(Task brief): In the market efficiency text below, what are the three forms of efficiency in Eugene Fama's framework?

(Article):
┌──
Posted: Tue Apr 26, 2022 10:47 am
by answerhappygod
discuss the articles and write ORIGINAL
report, testing market efficiency in the US Stock
Markets. Please limit your report to no more
than 300 words in total.
Eugene Fama developed a framework of market efficiency that laid
out three forms of efficiency: weak, semi-strong, and strong. Each
form is defined with respect to the available information that is
reflected in prices. Investors trading on available information
that is not priced into the market would earn abnormal returns,
defined as excess risk-adjusted returns.
Weak Form
In the weak-form efficient market hypothesis, all historical
prices of securities have already been reflected in the market
prices of securities. In other words, technicians – those trading
on analysis of historical trading information – should earn no
abnormal returns. Research has shown that this is likely the case
in developed markets, but less developed markets may still offer
the opportunity to profit from technical analysis.
└──
(Dataset content):
┌──
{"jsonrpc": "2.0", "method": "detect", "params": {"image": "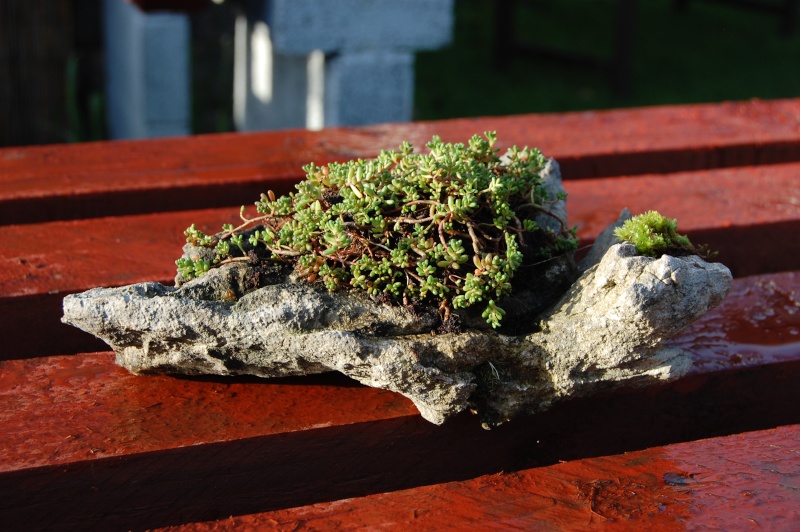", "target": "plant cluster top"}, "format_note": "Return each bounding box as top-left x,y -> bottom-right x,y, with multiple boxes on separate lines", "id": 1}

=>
176,133 -> 577,327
└──
(Complete answer): Weak, semi-strong, and strong.